Условие задачи: Продолжите текст о чуде, легенде и исторической науке, начав сразу после его последнего предложения.

Вопрос о чуде - вопрос порядка религиозного. Ни одна наука - менее других историческая - не может решить вопроса о сверхъестественном или природном характере факта. Историк может лишь констатировать факт, допускающий всегда не одно, а много научных или религиозных объяснений. Он не имеет права устранять факта только потому, что факт выходит из границ его личного или среднего житейского опыта.

Признание чуда не есть признание легенды. Легенда характеризуется не простым наличием чудесного, но совокупностью признаков, указывающих на ее, народное или дитературное, сверхиндивидуальное существование: отсутствием крепких нитей, связывающих ее с данной действительностью. Чудесное может быть действительным, естественное - легендарным. Пример: чудеса Христовы и основание Рима Ромулом и Ремом. Наивность - верующая в легенды - и рационализм - отрицающий чудо - одинаково чужды православной исторической науке, - я бы сказал, науке вообще.

В своем построении исторической действительности, историк должен быть беспощаден к легендам. Хуже всего пытаться рационализировать легенды: очищая их от чудесного, пытаться спасти мнимое зерно истины. Это порок, в который легко впадает религиозный историк от избытка пиетета к преданию. Но легенда, изгнанная из построения "реальности", не гибнет для истории. Она сама является фактором духовной культуры и находит себе место в изображении этой культуры - со всею красочностью своего чудесного мира.

Смешивать сознательно план легендарный и план реальный свойственно романтизму. Романтизм хочет украсить действительность, преодолевая вымыслом ее мнимое убожество и тяжесть. Следует сказать, что русскому православному духу романтизм совершенно чужд. Наивное сознание принимает легенду потому, что убеждено в полной ее жизненной реальности. Перестав в нее верить, оно не любит играть с полуправдой. И наивная народная религиозность и вера, очищенная в горниле разума, остаются одинаково реалистичными.

Это приводит нас ко второму вопросу: о значении исторической жизни для православия. До сих пор мы исходили из предания, теперь обращаемся к истории.

Записи набора данных:
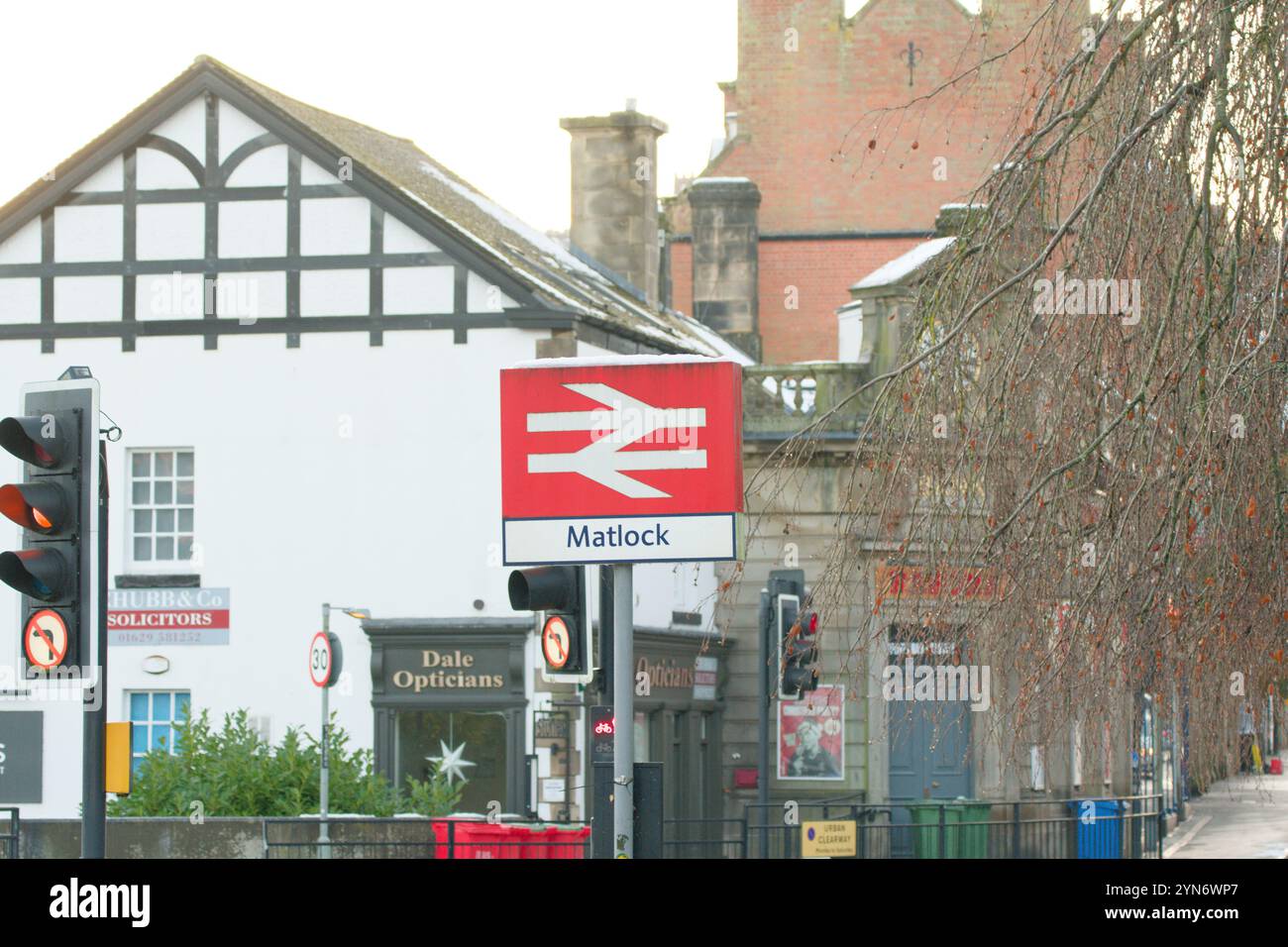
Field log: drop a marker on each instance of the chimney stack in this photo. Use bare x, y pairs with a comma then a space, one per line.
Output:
726, 260
614, 193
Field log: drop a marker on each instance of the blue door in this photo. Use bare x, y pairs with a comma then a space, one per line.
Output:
928, 759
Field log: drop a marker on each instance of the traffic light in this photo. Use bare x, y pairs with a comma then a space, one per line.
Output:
56, 569
559, 591
795, 634
800, 656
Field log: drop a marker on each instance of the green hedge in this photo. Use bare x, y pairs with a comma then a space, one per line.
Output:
232, 772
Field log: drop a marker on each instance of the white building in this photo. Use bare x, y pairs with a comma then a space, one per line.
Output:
297, 322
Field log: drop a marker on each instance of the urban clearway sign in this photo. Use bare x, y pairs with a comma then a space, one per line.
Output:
621, 460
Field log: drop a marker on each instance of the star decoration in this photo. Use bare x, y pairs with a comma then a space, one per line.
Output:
451, 762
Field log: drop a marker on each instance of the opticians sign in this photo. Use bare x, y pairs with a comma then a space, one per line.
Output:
621, 460
167, 616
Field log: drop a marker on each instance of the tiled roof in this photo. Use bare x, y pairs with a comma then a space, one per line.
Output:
549, 269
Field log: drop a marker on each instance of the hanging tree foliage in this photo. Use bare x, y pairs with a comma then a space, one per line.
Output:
1089, 398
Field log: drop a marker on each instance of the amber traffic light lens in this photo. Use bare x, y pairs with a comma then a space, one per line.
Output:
20, 504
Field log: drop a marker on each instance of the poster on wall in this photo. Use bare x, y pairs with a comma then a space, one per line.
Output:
811, 735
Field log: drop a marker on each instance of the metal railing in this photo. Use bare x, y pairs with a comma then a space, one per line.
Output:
425, 838
704, 838
9, 839
1124, 827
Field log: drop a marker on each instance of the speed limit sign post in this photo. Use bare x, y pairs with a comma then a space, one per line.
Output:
326, 660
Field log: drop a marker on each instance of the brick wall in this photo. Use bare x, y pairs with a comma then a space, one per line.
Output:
806, 118
820, 272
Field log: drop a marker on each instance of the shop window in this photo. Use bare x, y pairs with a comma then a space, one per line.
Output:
471, 745
155, 715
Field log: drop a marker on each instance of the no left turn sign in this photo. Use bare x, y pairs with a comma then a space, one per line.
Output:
46, 639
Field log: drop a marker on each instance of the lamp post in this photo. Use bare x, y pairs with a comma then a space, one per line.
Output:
325, 832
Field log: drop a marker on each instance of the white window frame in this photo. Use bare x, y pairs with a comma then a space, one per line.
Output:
154, 566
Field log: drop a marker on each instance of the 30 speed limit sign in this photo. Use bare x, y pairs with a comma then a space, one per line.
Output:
326, 659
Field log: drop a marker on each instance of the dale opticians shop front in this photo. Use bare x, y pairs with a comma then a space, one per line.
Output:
449, 692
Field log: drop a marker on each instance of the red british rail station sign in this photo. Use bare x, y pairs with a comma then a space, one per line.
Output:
632, 459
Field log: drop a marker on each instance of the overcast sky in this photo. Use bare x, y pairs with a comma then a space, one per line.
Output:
478, 84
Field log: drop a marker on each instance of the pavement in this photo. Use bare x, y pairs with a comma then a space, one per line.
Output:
1241, 817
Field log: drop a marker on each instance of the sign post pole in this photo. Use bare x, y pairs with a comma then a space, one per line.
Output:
623, 709
94, 779
325, 831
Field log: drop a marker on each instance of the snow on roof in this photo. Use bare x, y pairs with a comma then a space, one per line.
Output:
557, 253
554, 275
902, 266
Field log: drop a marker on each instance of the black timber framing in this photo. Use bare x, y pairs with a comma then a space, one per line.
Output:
136, 132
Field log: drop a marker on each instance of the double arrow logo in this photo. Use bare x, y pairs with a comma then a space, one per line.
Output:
626, 421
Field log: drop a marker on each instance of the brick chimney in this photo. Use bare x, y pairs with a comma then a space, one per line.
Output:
614, 193
726, 258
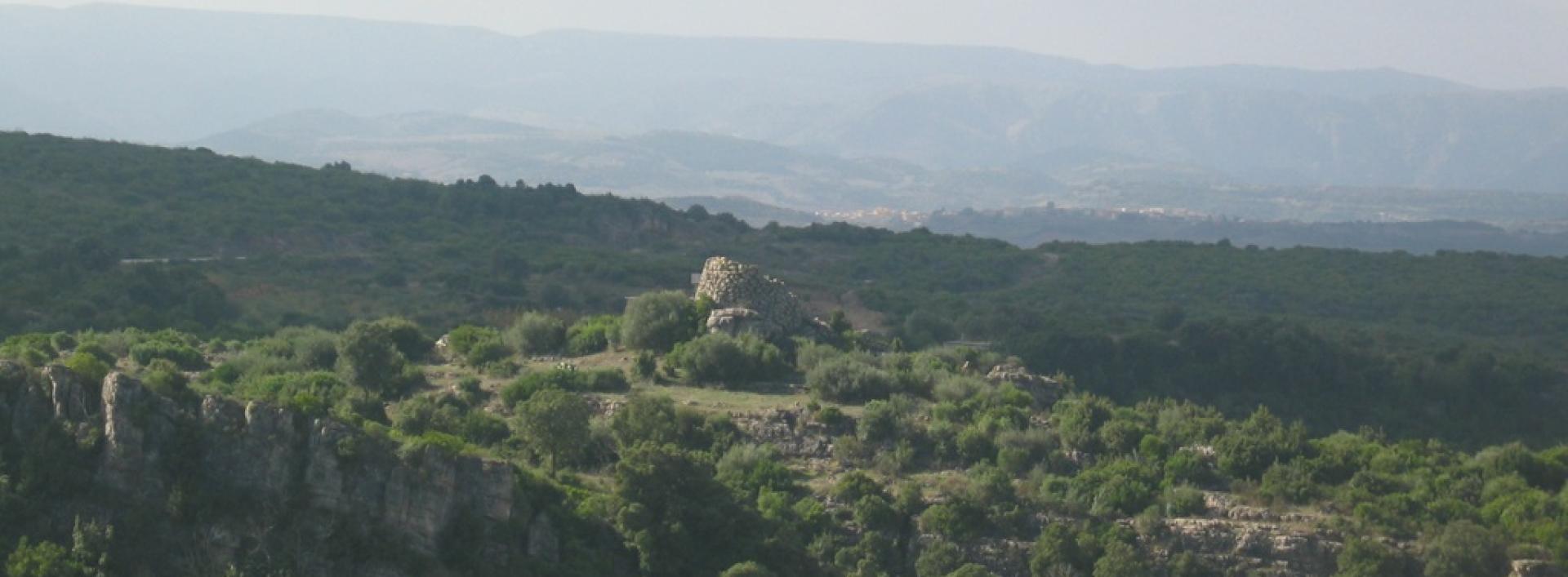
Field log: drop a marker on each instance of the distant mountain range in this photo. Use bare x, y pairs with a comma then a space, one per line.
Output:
173, 76
657, 163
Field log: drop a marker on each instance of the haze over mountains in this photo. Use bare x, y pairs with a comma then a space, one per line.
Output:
1026, 121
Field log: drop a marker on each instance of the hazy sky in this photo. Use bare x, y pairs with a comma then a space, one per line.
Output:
1487, 42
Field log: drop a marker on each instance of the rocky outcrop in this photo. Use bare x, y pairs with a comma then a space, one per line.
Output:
1535, 568
1046, 391
1256, 548
791, 433
274, 468
748, 301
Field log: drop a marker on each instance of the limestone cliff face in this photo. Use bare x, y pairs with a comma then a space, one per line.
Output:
269, 471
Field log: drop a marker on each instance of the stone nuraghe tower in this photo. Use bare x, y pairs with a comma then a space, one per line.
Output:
748, 301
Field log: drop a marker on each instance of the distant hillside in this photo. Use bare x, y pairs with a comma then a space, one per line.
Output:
98, 71
657, 163
1036, 226
327, 245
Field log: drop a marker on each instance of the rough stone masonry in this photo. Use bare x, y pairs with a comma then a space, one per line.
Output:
748, 301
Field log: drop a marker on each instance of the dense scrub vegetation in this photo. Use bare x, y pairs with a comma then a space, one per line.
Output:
1004, 457
1411, 402
1463, 347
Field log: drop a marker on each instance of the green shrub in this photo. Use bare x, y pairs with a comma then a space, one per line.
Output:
601, 379
407, 336
88, 367
659, 320
463, 339
1183, 502
847, 379
645, 366
535, 333
165, 378
593, 335
1465, 549
185, 357
751, 469
728, 361
369, 357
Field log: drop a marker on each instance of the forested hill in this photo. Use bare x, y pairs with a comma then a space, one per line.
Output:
1455, 345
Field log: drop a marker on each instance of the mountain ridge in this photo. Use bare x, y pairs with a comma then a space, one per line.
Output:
932, 105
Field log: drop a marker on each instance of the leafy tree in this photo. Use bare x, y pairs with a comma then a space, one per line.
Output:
973, 570
729, 361
938, 560
1465, 549
407, 336
849, 379
88, 367
751, 469
746, 570
369, 357
671, 507
659, 320
1258, 442
88, 556
591, 335
535, 333
1366, 557
645, 364
555, 424
1120, 560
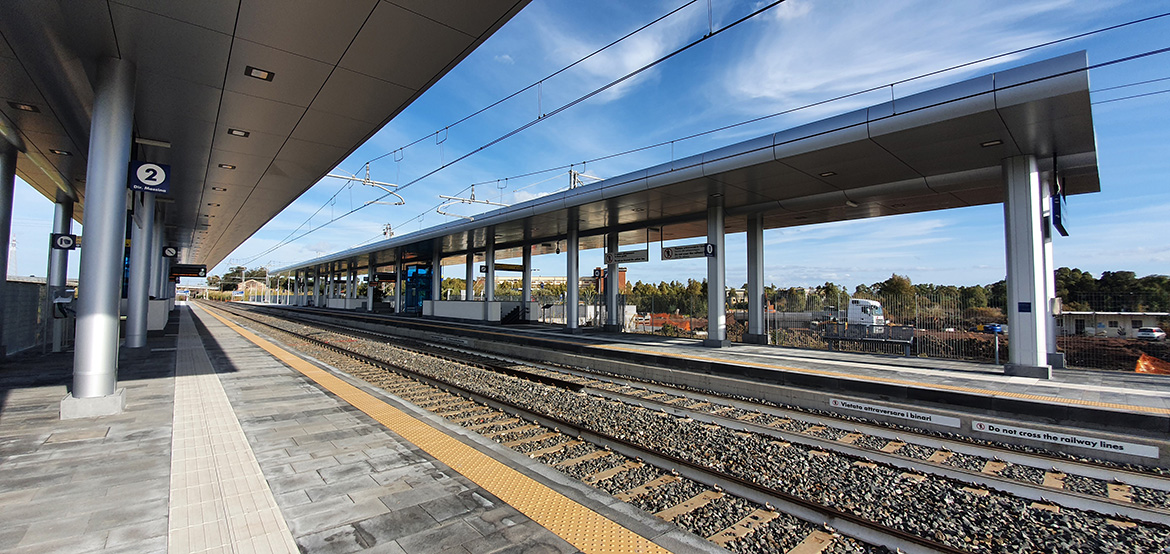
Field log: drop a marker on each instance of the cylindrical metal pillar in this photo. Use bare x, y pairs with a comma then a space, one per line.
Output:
572, 281
525, 284
469, 285
59, 268
96, 355
716, 289
370, 284
137, 293
489, 276
612, 318
756, 333
7, 187
436, 271
399, 281
156, 254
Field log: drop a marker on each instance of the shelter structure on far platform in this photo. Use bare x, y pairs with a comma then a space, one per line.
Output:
1021, 137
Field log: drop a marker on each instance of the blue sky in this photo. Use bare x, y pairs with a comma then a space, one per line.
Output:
800, 53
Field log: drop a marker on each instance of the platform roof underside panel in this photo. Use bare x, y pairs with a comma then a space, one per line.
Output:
936, 150
341, 70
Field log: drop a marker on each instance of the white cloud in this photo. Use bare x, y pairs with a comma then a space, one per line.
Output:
569, 41
812, 52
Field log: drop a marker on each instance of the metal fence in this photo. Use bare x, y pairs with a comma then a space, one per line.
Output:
25, 318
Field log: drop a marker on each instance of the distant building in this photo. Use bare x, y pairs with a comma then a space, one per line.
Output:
1106, 324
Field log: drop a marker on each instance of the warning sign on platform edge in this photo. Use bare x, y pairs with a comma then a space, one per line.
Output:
686, 251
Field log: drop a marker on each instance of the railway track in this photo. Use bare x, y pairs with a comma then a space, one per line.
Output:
1093, 485
805, 471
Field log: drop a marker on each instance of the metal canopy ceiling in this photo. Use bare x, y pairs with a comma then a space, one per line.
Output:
341, 70
936, 150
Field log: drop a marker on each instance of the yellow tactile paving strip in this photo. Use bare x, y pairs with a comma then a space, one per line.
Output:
576, 524
1055, 400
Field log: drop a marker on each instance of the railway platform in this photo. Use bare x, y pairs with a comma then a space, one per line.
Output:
231, 444
975, 400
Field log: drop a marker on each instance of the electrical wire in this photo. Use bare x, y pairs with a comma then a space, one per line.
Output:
756, 119
1133, 96
538, 83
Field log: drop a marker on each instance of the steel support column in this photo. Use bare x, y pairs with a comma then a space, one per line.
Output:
1026, 313
525, 284
436, 270
612, 319
469, 285
59, 269
489, 276
716, 290
1054, 359
572, 274
96, 354
370, 283
399, 281
7, 187
138, 293
756, 333
318, 289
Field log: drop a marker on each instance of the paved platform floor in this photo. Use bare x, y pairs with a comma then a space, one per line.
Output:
222, 448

Результат выполнения:
Православие видит в Церкви, конкретной исторической Церкви, средоточие богочеловеческого процесса. В ней совершается мистерия спасения человеческого рода. Но мир стоит не вне Церкви, а ею охватывается; спасается ею, но ей и сопротивляется. Церковь не только небо на земле, но и земля, сочетаемая и борющаяся с небом. В этой борьбе есть побежденные, есть гибнущие. Спасение не райская иддилия, а суровая драма. Силы инерции социальной материи, силы греха страстной природы человека сопротивляются благодати. Чтобы осмыслить эту историческую драму, необходимо отдать себе отчет, как в силах св. Духа, так и в могуществе греха. Отсюда необходимость реализма, как учета человеческой и натуральной стороны богочеловеческого процесса. Даже марксизм, со своей правдой о значении хозяйственного фактора и классовой борьбы, содержит односторонний опыь падшей природы человека в социальной сфере. Православный историк может и должен принять горькую правду о человеческой природе, которая открывается социологическим натурализмом. Но для него это лишь полуправда. Он помещает ее в другой контекст. Он противополагает ей правду Духа, имеющего свою сферу могущества, средоточием которого является живая святость. Но и святость на земле есть борьба, лишь отчасти увенчиваемая. И в этой борьбе угрожают искушения, даже падения. Жития и легенды знают уже прославленных святых. Но "патерики", аскетические трактаты, "Добролюбие" ("Philocalia") повествуют о борьбе, об искушениях и о падениях святых. Это потому, что аскетика хочет быть школой, хочет показать путь спасения, и не может скрывать всех трудностей этого пути. Только полная правда годится быть учительницей жизни.

Как и аскетика, historia - magistra vitae лишь при условии строгого реализма ее построения. Чтобы религиозно ориентироваться в обстановке гонений на Церковь в современной России, не достаточно сказаний о мучениках, этих героях древних времен. Необходимо точное знание быта и жизни древней Церкви эпохи гонений, отношения христиан к власти и ее анти-хритсианскому законодательству, отношения к падшим и т.д. Лишь на фоне природы и на фоне греха, образующих общую ткань социальной жизни, выступает вполне значение подвига святости и значение того молекулярного процесса освящения церкви и христианизации мира, который является делом Церкви в веках.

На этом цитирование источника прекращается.